PROBLEM STATEMENT:
Extract every line of the rows below and reproduce each one verbatim, in the same order.

= = = = =

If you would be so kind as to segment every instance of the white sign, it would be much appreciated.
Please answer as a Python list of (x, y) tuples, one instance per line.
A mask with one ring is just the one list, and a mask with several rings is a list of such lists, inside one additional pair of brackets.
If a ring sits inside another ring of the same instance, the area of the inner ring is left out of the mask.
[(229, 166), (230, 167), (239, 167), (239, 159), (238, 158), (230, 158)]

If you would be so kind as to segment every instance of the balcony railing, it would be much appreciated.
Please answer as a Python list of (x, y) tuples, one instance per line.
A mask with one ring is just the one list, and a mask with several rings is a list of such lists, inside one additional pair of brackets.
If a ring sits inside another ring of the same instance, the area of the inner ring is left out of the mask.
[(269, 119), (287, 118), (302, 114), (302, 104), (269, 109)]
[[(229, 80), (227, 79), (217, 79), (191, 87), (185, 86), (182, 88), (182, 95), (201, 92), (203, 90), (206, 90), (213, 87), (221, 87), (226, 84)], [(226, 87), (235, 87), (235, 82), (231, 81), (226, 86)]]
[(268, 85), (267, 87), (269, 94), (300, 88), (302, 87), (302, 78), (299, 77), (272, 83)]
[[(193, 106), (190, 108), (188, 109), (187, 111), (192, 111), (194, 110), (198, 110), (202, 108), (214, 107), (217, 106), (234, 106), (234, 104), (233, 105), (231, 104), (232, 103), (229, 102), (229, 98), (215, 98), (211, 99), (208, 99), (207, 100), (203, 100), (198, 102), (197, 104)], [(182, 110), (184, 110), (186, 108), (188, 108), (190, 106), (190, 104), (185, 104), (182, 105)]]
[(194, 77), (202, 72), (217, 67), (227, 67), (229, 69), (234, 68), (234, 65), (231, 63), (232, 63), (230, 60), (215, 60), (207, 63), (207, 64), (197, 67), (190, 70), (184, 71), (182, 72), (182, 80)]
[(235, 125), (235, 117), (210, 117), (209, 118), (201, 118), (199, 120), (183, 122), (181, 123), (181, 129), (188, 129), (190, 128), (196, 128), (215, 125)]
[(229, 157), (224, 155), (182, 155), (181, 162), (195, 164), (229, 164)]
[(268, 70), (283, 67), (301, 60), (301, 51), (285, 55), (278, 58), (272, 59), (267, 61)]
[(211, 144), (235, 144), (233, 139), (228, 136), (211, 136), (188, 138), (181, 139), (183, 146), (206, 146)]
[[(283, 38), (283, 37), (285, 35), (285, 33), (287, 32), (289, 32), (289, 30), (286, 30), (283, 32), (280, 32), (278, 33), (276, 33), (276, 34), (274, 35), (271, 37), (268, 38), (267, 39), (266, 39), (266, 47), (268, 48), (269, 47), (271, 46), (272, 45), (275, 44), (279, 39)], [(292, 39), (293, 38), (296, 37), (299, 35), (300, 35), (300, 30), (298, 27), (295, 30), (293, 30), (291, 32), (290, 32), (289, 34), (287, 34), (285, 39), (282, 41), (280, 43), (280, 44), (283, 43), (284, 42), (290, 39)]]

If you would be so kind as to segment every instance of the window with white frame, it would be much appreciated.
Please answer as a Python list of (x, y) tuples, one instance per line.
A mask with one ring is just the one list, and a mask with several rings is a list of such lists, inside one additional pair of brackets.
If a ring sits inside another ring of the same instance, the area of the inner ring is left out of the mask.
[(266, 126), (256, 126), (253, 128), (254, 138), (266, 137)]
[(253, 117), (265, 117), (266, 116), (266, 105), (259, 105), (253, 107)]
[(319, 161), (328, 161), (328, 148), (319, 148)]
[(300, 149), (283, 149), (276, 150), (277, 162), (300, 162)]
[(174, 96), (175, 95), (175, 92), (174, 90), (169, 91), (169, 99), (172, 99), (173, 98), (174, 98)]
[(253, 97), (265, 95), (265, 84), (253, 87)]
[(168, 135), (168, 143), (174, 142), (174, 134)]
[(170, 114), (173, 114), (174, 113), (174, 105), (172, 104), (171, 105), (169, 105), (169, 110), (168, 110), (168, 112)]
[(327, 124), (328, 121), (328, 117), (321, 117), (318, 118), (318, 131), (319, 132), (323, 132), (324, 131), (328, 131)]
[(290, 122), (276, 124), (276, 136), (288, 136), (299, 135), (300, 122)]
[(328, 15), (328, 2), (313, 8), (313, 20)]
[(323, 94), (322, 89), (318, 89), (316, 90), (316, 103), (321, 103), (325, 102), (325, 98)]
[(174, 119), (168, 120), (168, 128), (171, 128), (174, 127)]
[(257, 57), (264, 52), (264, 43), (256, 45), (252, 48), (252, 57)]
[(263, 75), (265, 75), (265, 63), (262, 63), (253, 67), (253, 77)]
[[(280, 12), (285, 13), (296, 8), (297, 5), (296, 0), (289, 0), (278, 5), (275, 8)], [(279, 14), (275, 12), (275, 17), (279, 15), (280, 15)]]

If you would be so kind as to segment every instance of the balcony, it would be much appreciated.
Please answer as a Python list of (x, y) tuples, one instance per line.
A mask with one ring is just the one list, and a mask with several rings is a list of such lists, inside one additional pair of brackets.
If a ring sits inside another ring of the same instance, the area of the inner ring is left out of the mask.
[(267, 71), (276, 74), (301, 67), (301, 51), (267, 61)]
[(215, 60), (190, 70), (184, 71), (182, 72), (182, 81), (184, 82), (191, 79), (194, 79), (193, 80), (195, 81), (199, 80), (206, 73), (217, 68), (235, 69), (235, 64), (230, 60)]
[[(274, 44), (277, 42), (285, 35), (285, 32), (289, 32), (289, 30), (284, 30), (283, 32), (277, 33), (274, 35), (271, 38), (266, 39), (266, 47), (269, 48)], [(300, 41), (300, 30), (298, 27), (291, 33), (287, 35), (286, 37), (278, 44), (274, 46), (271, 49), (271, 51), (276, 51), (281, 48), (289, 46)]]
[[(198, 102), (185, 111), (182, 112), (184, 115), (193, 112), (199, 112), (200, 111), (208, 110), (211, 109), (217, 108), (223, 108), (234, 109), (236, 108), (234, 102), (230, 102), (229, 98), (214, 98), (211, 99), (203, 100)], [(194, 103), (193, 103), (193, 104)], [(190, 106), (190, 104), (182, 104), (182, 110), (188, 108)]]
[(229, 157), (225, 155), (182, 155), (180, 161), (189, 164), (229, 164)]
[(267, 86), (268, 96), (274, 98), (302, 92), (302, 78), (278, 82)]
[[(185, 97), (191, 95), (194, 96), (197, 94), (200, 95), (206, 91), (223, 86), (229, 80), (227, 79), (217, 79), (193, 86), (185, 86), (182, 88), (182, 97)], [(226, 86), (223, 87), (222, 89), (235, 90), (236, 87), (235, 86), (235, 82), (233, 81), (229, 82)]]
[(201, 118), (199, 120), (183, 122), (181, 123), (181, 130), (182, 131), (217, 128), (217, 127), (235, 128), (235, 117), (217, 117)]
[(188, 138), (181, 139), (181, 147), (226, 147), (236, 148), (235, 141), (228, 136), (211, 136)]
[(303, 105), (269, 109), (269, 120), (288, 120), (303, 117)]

= = = = =

EXERCISE OUTPUT:
If you would be so kind as to segment every instance of the white sign, it would be much appreciated.
Please answer as a Python list of (x, y) tuples, one instance per line.
A mask with one ring is just the one list, and a mask with several rings is a list of such lists, inside one additional pair of brackets.
If a ring sits inside another ring of the same instance, the area of the inner ring is left out of the mask.
[(229, 166), (230, 167), (239, 167), (239, 159), (238, 158), (230, 158)]

If you would be so kind as to segment every instance of the balcony railing, it would be much appreciated.
Please answer as a Python list of (x, y) tuples, one instance per line.
A mask with one ring is just the one list, and a mask with several rings is a list of such lists, inside one additional pair of brackets.
If a ring sits inside another ring of the same instance, the area of the inner ring is left out of the mask.
[(269, 119), (287, 118), (302, 114), (302, 104), (269, 109)]
[[(229, 80), (227, 79), (217, 79), (191, 87), (185, 86), (182, 88), (182, 95), (201, 92), (203, 90), (206, 90), (213, 87), (221, 87), (226, 84)], [(226, 87), (235, 87), (235, 82), (231, 81), (226, 86)]]
[(268, 85), (267, 87), (269, 94), (300, 88), (302, 87), (302, 78), (299, 77), (272, 83)]
[[(193, 106), (190, 108), (188, 109), (187, 111), (192, 111), (194, 110), (198, 110), (202, 108), (214, 107), (217, 106), (234, 106), (234, 104), (233, 105), (231, 104), (232, 103), (229, 102), (229, 98), (215, 98), (211, 99), (208, 99), (207, 100), (203, 100), (198, 102), (197, 104)], [(182, 110), (184, 110), (186, 108), (188, 108), (190, 106), (190, 104), (185, 104), (182, 105)]]
[(194, 77), (202, 72), (217, 67), (227, 67), (229, 69), (234, 68), (234, 65), (231, 63), (232, 63), (230, 60), (215, 60), (207, 63), (207, 64), (197, 67), (190, 70), (184, 71), (182, 72), (182, 80)]
[(235, 125), (235, 117), (210, 117), (209, 118), (201, 118), (199, 120), (183, 122), (181, 123), (181, 129), (188, 129), (190, 128), (196, 128), (215, 125)]
[(229, 157), (224, 155), (182, 155), (181, 162), (195, 164), (229, 164)]
[(268, 70), (283, 67), (301, 60), (301, 51), (285, 55), (278, 58), (272, 59), (267, 61)]
[(211, 144), (235, 144), (233, 139), (228, 136), (211, 136), (188, 138), (181, 139), (183, 146), (206, 146)]
[[(283, 38), (283, 37), (285, 35), (285, 33), (287, 32), (289, 32), (289, 30), (286, 30), (283, 32), (280, 32), (278, 33), (276, 33), (276, 34), (274, 35), (271, 37), (268, 38), (267, 39), (266, 39), (266, 47), (268, 48), (269, 47), (271, 46), (272, 45), (275, 44), (279, 39)], [(292, 39), (293, 38), (296, 37), (299, 35), (300, 35), (300, 30), (298, 27), (295, 30), (293, 30), (291, 32), (290, 32), (289, 34), (287, 34), (285, 39), (282, 41), (280, 43), (280, 44), (283, 43), (284, 42), (290, 39)]]

If you would be so kind as to segment every instance of the window with white frame, it would be much appreciated.
Please answer as a Python list of (x, y) tuples, one instance per line.
A mask with one ring is just the one list, and a mask with several rings is a list of such lists, inside one additional pair of brackets.
If a ring sits inside another ring of the same instance, the area of the inner ring is left out of the mask.
[(266, 126), (256, 126), (253, 128), (254, 138), (266, 137)]
[(253, 117), (265, 117), (266, 116), (266, 105), (259, 105), (253, 107)]
[(319, 161), (328, 161), (328, 148), (319, 148)]
[(300, 149), (283, 149), (276, 150), (277, 162), (300, 162)]
[(174, 96), (175, 95), (175, 92), (174, 90), (169, 91), (169, 99), (172, 99), (173, 98), (174, 98)]
[(253, 97), (265, 95), (265, 84), (253, 87)]
[(168, 135), (168, 143), (174, 142), (174, 134)]
[(170, 114), (173, 114), (174, 113), (174, 105), (172, 104), (171, 105), (169, 105), (169, 110), (168, 110), (168, 112)]
[(327, 124), (328, 121), (328, 117), (321, 117), (318, 118), (318, 131), (319, 132), (323, 132), (324, 131), (328, 131)]
[(290, 122), (276, 124), (276, 136), (288, 136), (299, 135), (300, 122)]
[(328, 15), (328, 2), (313, 8), (313, 20)]
[(323, 94), (322, 89), (318, 89), (316, 90), (316, 103), (321, 103), (325, 102), (325, 98)]
[(174, 119), (168, 120), (168, 128), (171, 128), (174, 127)]
[(257, 57), (264, 52), (264, 43), (256, 45), (252, 48), (252, 57)]
[(263, 75), (265, 75), (265, 63), (262, 63), (253, 67), (253, 77)]
[[(280, 12), (285, 13), (296, 8), (297, 5), (296, 0), (289, 0), (278, 5), (275, 8)], [(279, 14), (275, 12), (275, 17), (279, 15), (280, 15)]]

If you would be so kind as to segment every instance of the balcony, it would be much appreciated.
Please answer as a Python list of (x, y) tuples, one instance per line.
A mask with one ring is just the one list, and a mask with several rings is a list of such lists, inside one additional pair of brackets.
If a ring sits inside another ring of the same instance, the area of the inner ring is left out of the mask.
[(267, 71), (276, 74), (301, 67), (301, 51), (267, 61)]
[(215, 60), (190, 70), (184, 71), (182, 72), (182, 81), (184, 82), (191, 79), (194, 79), (193, 80), (195, 81), (199, 80), (206, 73), (217, 68), (235, 69), (235, 64), (230, 60)]
[[(274, 44), (277, 42), (285, 35), (285, 32), (289, 32), (289, 30), (284, 30), (283, 32), (277, 33), (274, 35), (271, 38), (266, 39), (266, 47), (269, 48)], [(300, 41), (300, 30), (298, 27), (291, 33), (287, 35), (286, 37), (278, 44), (274, 46), (271, 49), (271, 51), (276, 51), (281, 48), (289, 46)]]
[[(198, 102), (185, 111), (182, 112), (184, 115), (193, 112), (199, 112), (200, 111), (208, 110), (211, 109), (217, 108), (223, 108), (234, 109), (236, 108), (234, 102), (230, 102), (229, 98), (214, 98), (211, 99), (203, 100)], [(194, 103), (193, 103), (193, 104)], [(190, 106), (190, 104), (182, 104), (182, 110), (188, 108)]]
[(229, 157), (225, 155), (182, 155), (180, 161), (189, 164), (229, 164)]
[(267, 86), (268, 96), (274, 98), (302, 92), (302, 78), (278, 82)]
[[(185, 97), (191, 95), (194, 96), (197, 94), (200, 95), (206, 91), (223, 86), (229, 80), (227, 79), (217, 79), (193, 86), (185, 86), (182, 88), (182, 97)], [(226, 86), (223, 87), (222, 89), (235, 90), (236, 87), (235, 86), (235, 82), (233, 81), (229, 82)]]
[(201, 118), (199, 120), (183, 122), (181, 123), (181, 130), (182, 131), (217, 128), (217, 127), (235, 128), (235, 117), (217, 117)]
[(188, 138), (181, 139), (181, 147), (226, 147), (236, 148), (235, 141), (228, 136), (211, 136)]
[(303, 105), (269, 109), (269, 120), (288, 120), (303, 117)]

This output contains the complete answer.